+++ RECORDS FOR PROCESSING +++
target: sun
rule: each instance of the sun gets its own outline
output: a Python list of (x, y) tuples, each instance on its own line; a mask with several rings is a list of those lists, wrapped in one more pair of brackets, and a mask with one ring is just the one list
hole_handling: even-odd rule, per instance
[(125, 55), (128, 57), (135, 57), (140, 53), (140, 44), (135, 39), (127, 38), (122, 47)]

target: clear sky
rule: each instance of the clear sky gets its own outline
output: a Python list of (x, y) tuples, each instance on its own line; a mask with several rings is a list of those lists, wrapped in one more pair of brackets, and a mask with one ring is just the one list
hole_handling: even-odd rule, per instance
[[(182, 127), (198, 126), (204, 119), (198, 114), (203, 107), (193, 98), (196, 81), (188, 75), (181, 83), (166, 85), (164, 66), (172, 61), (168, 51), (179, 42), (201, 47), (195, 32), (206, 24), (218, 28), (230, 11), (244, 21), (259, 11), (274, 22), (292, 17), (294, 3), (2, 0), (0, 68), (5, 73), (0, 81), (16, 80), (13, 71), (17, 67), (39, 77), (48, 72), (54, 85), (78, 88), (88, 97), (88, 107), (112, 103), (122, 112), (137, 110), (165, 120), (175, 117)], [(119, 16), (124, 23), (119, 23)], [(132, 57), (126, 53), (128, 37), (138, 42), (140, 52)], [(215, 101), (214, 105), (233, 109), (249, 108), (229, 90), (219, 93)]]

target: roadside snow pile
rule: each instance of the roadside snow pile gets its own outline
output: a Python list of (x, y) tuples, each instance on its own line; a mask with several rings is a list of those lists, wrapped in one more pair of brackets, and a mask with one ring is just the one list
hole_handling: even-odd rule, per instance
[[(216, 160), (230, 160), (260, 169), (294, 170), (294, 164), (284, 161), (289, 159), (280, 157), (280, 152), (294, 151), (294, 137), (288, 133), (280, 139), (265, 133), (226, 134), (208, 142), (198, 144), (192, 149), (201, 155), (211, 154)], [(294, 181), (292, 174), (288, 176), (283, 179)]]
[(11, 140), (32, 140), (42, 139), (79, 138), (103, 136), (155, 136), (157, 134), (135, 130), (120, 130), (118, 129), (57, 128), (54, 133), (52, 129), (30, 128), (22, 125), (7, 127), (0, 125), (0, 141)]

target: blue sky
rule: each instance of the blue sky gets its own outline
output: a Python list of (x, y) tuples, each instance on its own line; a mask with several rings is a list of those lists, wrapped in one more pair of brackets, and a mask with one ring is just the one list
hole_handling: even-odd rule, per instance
+++
Return precisely the lines of the records, starting with the line that holds "target: roadside snow pile" and ending with the last one.

**TASK ANSWER**
target: roadside snow pile
rule: each instance of the roadside snow pile gets its own outline
output: a Python list of (x, y) tuples, each instance on its own line; a mask with several rings is a list of those lists, wrapped in one more pair of brackets, and a mask with one ring is just the one list
hole_handling: even-odd rule, per instance
[[(216, 160), (230, 160), (260, 169), (294, 170), (294, 164), (284, 161), (289, 159), (280, 157), (280, 152), (294, 151), (294, 137), (288, 133), (280, 139), (265, 133), (226, 134), (208, 142), (198, 144), (192, 149), (201, 155), (211, 154)], [(294, 181), (292, 174), (288, 176), (283, 179)]]
[(11, 140), (32, 140), (42, 139), (79, 138), (103, 136), (155, 136), (157, 134), (135, 130), (120, 130), (118, 129), (57, 128), (54, 133), (52, 129), (30, 128), (22, 125), (7, 127), (0, 125), (0, 141)]

target: blue sky
rule: each instance of the blue sky gets its own outline
output: a Python list of (x, y) tuples, each instance on its own line; a mask with several rings is a list of those lists, wrapped in one more pair of brackets, and a mask with one ring is just the one list
hole_handling: even-odd rule, per instance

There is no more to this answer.